### Work order:
Write out the part of the flexitarian diet text word for word, starting at "What is flexitarianism?" and ending at "that’s even better.".
Text provided START
In this day and age, eating has become complicated. Super complicated. Almost everyone is on a diet (think – keto, gluten free, vegan), and there’s a neverending war about which one is best. So, if you’re confused about how you should be eating, I hear you.
As a dietitian, I’m always getting asked for my opinion on the latest and greatest fad that promises to cure everyone’s health woes. And while these diets rarely live up to their hype, there is one particular way of eating I’d happily encourage most people to try. It’s not about giving up meat, cutting out carbs or loading up on fat. Instead, it’s kind of vegetarian, kind of not.
Enter: the flexitarian diet. It’s flexible vegetarianism.
What is flexitarianism?
The foundation of the flexitarian diet is vego. When done properly, vegetarian diets are rich in vegetables, fruit, legumes and wholegrains. If you’re thinking ‘where’s the protein?’, rest assured it’s relatively easy to get enough protein from plants. Legumes (i.e. beans, chickpeas and lentils) are a vegetarian’s best friend when it comes to protein, as are tofu and soy milk. Nuts and seeds provide a protein punch as well. And if dairy and eggs are included, that’s even better.
As it turns out, more and more people are gravitating towards a vegetarian diet. But if, like me, you don’t want to give up on your salmon fillets, cheese boards and the occasional slow-cooked lamb shoulder, going fully-fledged vegetarian probably isn’t realistic – and that’s where flexitarianism comes in.
A flexitarian diet combines the best of both the plant-based and meat-eating worlds – but it’s more than just #meatfreemonday. Instead, on a flexitarian diet, you purposefully reduce your intake of meat on at least 3 days a week. That makes plants the superstar, but there’s still plenty of room to enjoy a perfectly cooked steak or BBQ’d snapper when you really feel like it.
In my opinion, this is a great way of eating for lots of reasons. For one, it’s super easy to follow. Two, it doesn’t come with a long list restricted foods like most ‘diets’ do. And three, it’s nice and flexible (as the name suggests, duh).
What are the health benefits?
Overall, research has linked a flexitarian style of eating to benefits for everything from body weight to reduced risk of diabetes.
As you’re sure to appreciate, eating lots of plants is *really* good for you. Fruit and veggies are full of antioxidants that help to protect you from disease, and they’re rich in fibre which is key for gut health. Plus, fruit and veg are low in energy and can therefore be very helpful in weight management.
Another aspect of flexitarianism that’s doing your health a world of good is incorporating more legumes into your diet. Beans, chickpeas and lentils are a great source of plant-based protein and low-GI carbohydrates that will give you long-lasting energy. Plus, they’re super economical (a whole can costs less than $1). Eating a higher proportion of legumes is associated with a host of health benefits, including reduced risk of chronic diseases like heart disease, diabetes and even some cancers.
It could be as simple as baked beans on toast for breakkie, or snacking on roasted chickpeas at 3pm instead of your go-to chocolate bar.
Text provided END
Extracted data START
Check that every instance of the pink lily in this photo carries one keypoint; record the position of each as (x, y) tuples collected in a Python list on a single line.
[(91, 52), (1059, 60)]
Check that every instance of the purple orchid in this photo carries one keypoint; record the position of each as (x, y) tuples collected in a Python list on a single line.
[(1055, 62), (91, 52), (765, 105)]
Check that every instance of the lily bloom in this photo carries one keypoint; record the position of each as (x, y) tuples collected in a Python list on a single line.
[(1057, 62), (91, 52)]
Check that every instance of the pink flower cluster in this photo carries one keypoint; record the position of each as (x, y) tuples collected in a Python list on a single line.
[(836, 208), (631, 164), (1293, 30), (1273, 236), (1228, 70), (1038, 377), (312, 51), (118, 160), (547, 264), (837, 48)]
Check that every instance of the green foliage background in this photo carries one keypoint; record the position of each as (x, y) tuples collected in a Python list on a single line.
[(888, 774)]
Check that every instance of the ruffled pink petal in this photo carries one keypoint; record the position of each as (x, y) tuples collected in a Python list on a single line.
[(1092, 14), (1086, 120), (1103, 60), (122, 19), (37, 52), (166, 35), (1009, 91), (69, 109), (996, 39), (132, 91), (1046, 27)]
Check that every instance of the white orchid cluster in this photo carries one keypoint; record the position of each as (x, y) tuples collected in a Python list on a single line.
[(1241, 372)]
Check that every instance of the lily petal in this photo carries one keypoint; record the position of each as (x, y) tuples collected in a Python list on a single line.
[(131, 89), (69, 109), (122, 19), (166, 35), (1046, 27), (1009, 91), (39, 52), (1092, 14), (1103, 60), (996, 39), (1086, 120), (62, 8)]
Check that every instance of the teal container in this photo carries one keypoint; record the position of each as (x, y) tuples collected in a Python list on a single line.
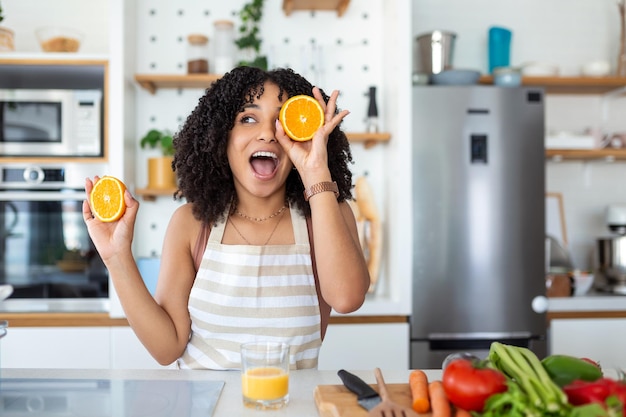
[(499, 47)]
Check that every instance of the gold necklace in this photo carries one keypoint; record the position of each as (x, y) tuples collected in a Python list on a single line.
[(261, 219), (268, 238)]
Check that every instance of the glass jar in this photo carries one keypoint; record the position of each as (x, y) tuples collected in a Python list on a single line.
[(224, 44), (198, 54)]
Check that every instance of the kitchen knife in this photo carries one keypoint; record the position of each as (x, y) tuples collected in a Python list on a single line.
[(366, 396)]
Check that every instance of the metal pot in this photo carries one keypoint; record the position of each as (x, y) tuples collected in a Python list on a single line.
[(433, 52), (611, 268)]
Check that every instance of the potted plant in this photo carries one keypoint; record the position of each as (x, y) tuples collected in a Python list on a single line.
[(160, 173), (249, 41), (6, 36)]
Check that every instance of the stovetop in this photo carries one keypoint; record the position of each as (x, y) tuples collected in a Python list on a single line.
[(108, 397)]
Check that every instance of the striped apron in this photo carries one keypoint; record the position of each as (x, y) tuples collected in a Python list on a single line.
[(244, 293)]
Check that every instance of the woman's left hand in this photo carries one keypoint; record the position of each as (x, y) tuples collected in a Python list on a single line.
[(311, 157)]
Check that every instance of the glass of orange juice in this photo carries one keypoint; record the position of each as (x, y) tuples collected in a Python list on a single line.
[(265, 375)]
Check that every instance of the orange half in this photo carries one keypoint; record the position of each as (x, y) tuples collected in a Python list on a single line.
[(107, 199), (301, 116)]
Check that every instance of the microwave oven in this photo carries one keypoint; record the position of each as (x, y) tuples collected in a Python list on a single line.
[(51, 123)]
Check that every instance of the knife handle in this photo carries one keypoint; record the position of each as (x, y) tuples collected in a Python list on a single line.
[(355, 384)]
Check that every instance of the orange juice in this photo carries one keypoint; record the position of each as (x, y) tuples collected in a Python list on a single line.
[(265, 383)]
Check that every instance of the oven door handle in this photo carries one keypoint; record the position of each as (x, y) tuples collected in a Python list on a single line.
[(42, 195)]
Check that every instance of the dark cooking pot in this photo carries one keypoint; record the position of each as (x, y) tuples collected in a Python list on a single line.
[(611, 258)]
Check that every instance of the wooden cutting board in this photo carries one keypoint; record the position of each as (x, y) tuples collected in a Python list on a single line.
[(338, 401)]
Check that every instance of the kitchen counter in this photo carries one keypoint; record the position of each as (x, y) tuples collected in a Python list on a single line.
[(301, 385), (96, 312), (592, 305)]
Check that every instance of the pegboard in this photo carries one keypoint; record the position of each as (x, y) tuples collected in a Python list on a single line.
[(342, 53)]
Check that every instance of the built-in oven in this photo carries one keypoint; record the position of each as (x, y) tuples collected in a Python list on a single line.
[(45, 250)]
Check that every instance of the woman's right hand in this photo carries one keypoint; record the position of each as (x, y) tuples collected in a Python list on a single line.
[(115, 237)]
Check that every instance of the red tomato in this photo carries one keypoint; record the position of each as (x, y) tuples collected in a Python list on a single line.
[(591, 361), (468, 385)]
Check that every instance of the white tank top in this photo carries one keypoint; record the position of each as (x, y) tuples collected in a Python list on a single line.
[(244, 293)]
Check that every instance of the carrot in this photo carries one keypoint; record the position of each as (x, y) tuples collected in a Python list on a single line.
[(459, 412), (439, 403), (418, 382)]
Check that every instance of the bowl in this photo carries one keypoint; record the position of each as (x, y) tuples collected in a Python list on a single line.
[(455, 77), (58, 39)]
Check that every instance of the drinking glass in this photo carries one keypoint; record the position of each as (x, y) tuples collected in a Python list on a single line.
[(265, 375)]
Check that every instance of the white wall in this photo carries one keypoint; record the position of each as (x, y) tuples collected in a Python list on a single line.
[(568, 33)]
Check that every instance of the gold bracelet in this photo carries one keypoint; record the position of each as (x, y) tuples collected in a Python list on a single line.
[(321, 187)]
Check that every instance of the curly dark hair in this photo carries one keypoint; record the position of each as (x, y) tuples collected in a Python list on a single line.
[(200, 162)]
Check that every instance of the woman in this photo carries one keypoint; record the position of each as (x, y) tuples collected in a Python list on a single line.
[(248, 256)]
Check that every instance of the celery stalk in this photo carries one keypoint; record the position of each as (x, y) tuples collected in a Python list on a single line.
[(523, 366)]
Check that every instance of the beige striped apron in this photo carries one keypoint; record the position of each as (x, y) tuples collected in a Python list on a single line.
[(244, 293)]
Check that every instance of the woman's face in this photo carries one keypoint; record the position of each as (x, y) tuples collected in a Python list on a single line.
[(259, 164)]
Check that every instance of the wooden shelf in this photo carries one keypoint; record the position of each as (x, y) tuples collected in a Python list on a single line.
[(339, 5), (152, 82), (607, 154), (570, 85), (369, 139)]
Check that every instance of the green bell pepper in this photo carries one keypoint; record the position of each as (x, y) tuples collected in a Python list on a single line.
[(564, 369)]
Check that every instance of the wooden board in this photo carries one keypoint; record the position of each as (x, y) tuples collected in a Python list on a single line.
[(338, 401)]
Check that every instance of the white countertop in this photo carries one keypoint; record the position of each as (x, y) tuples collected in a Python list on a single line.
[(301, 385), (588, 302)]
Extracted data END
### Written response:
What is flexitarianism?
The foundation of the flexitarian diet is vego. When done properly, vegetarian diets are rich in vegetables, fruit, legumes and wholegrains. If you’re thinking ‘where’s the protein?’, rest assured it’s relatively easy to get enough protein from plants. Legumes (i.e. beans, chickpeas and lentils) are a vegetarian’s best friend when it comes to protein, as are tofu and soy milk. Nuts and seeds provide a protein punch as well. And if dairy and eggs are included, that’s even better.